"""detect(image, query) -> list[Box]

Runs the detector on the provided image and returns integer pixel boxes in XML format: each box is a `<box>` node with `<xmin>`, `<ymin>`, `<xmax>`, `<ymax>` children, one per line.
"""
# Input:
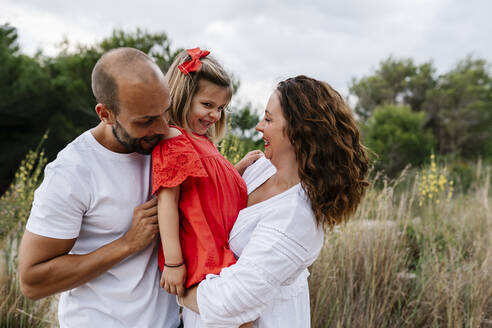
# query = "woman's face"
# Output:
<box><xmin>256</xmin><ymin>92</ymin><xmax>293</xmax><ymax>163</ymax></box>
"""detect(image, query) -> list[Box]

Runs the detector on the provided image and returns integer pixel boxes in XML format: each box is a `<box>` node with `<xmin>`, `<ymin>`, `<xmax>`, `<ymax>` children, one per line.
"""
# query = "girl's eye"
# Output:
<box><xmin>265</xmin><ymin>117</ymin><xmax>271</xmax><ymax>122</ymax></box>
<box><xmin>218</xmin><ymin>106</ymin><xmax>224</xmax><ymax>112</ymax></box>
<box><xmin>202</xmin><ymin>103</ymin><xmax>212</xmax><ymax>108</ymax></box>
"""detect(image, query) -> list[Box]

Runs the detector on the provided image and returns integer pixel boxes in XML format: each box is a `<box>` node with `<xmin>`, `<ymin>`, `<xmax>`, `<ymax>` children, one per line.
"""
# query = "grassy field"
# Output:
<box><xmin>310</xmin><ymin>161</ymin><xmax>492</xmax><ymax>327</ymax></box>
<box><xmin>0</xmin><ymin>137</ymin><xmax>56</xmax><ymax>327</ymax></box>
<box><xmin>1</xmin><ymin>142</ymin><xmax>491</xmax><ymax>327</ymax></box>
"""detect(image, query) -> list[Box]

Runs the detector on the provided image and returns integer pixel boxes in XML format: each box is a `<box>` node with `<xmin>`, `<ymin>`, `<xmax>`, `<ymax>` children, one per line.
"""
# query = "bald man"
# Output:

···

What to produce => Give back the full listing exactly, with pictures dropped.

Result =>
"""detect(image, query) -> list[Box]

Runs the detector on the provided image and returns integer pixel boxes in XML format: each box is a `<box>` node with `<xmin>`, `<ymin>`, `<xmax>`, `<ymax>` children, one per line.
"""
# Input:
# query = "woman's face"
# Output:
<box><xmin>256</xmin><ymin>92</ymin><xmax>293</xmax><ymax>163</ymax></box>
"""detect(image, query) -> list[Box]

Runs the detector on the provided image and returns integer pixel boxes in XML format: each box is a `<box>` node with `<xmin>`, `<ymin>`, `<xmax>`, `<ymax>` children, one per line.
"""
# query = "girl's eye"
# Output:
<box><xmin>265</xmin><ymin>117</ymin><xmax>271</xmax><ymax>122</ymax></box>
<box><xmin>218</xmin><ymin>106</ymin><xmax>224</xmax><ymax>112</ymax></box>
<box><xmin>202</xmin><ymin>103</ymin><xmax>212</xmax><ymax>108</ymax></box>
"""detect(image, query) -> list[Box]

Runs the detector on the provided image and returns integer pixel boxes in XML format: each box is a `<box>` node with `<xmin>`, `<ymin>`, `<xmax>`, `<ymax>` children, one per line.
"""
# query = "grassy field"
# Output:
<box><xmin>310</xmin><ymin>161</ymin><xmax>492</xmax><ymax>327</ymax></box>
<box><xmin>0</xmin><ymin>137</ymin><xmax>56</xmax><ymax>327</ymax></box>
<box><xmin>1</xmin><ymin>142</ymin><xmax>491</xmax><ymax>327</ymax></box>
"""detect(image, query) -> list[Box]

Runs the detector on the provided image and returns integer pixel boxes in XML format: each box is a `<box>` node with `<xmin>`, `<ymin>`, `<xmax>`, `<ymax>` children, one per line.
"""
# query = "bald man"
# Output:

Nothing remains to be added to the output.